[Dataset records on object locations]
+--

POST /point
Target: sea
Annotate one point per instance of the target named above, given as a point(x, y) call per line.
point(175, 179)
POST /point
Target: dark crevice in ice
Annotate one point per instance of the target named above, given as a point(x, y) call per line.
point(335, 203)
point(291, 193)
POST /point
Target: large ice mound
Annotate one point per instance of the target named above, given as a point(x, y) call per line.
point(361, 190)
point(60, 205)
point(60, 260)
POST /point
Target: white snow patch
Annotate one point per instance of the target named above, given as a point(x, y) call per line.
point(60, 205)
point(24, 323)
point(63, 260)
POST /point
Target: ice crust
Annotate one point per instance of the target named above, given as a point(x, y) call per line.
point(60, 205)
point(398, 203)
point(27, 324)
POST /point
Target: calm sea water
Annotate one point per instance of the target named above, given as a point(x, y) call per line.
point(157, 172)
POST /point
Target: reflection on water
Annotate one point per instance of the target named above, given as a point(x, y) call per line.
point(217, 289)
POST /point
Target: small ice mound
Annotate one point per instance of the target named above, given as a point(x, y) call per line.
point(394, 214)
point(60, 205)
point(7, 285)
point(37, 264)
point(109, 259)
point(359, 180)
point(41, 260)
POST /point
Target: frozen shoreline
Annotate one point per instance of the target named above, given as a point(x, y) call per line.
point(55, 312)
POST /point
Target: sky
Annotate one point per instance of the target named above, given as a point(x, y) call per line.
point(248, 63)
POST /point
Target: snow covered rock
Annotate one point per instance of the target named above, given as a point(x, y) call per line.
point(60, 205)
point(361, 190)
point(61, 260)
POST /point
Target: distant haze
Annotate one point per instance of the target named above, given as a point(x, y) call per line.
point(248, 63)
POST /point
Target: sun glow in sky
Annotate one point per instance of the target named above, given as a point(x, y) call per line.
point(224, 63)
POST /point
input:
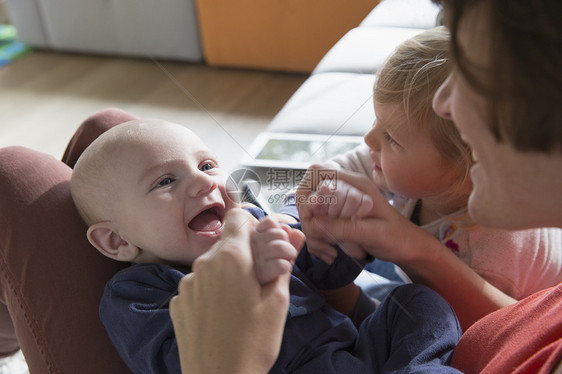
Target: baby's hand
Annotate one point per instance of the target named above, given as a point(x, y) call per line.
point(275, 248)
point(339, 199)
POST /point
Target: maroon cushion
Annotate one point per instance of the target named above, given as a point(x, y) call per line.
point(51, 277)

+--

▶ Problem
Update all of the records above by replacing "Annotate" with "Mark" wherever it occurs, leaving everything else unchanged. Omit the pictures from your answer.

▶ Exercise result
POST /point
Target: sea
Mark one point per instance of the target named above, given as a point(x, y) call per line.
point(175, 179)
POST /point
Target: dark crevice in ice
Mark one point per instance of the target named above, given as a point(x, y) call per line.
point(335, 203)
point(291, 193)
POST /point
Target: large ice mound
Mark one point per instance of the target named above, given as a point(x, y) call per line.
point(361, 190)
point(60, 205)
point(60, 260)
POST /point
Target: white snow patch
Mark one point per instance of the target named above, given as a point(x, y) call per line.
point(60, 205)
point(24, 323)
point(63, 260)
POST /point
Target: ice crust
Mark one point per instance of the target named above, given as a point(x, y) call per line.
point(60, 205)
point(398, 203)
point(27, 324)
POST /point
Target: calm sea water
Mark one point per instance of the target named above, given as a point(x, y) call per line.
point(157, 172)
POST /point
Target: reflection on water
Mark one point per instance of the target named above, given as a point(x, y) call per line.
point(217, 289)
POST /point
Target: small ice mound
Mark one point per instance of the target named above, given as a point(x, y) call per line.
point(394, 214)
point(60, 205)
point(7, 285)
point(37, 264)
point(109, 259)
point(359, 180)
point(41, 260)
POST /point
Target: frozen shoreline
Mark one point per instance of the target named above, given as a point(x, y) call per line.
point(55, 312)
POST /point
Target: sky
Mark one point per instance of the target named above, given as a point(x, y) call per line.
point(248, 63)
POST /point
Target: snow covered rock
Mark one point per instance of the target named above, given as a point(x, y) call per line.
point(60, 205)
point(361, 190)
point(61, 260)
POST /point
Target: distant haze
Mark one point per instance of the target named above, given as a point(x, y) call per line.
point(248, 63)
POST /point
Target: sun glow in sky
Mark one point per instance of the target named above, given as a point(x, y) call per line.
point(224, 63)
POST /point
input:
Target: baby's hand
Mark one point per instance of the target named above, given as a point(x, y) call per line.
point(275, 248)
point(339, 199)
POST /point
Target: maroon cushion
Mark one point per instance of the target named above, given as a point(x, y) call per line.
point(51, 277)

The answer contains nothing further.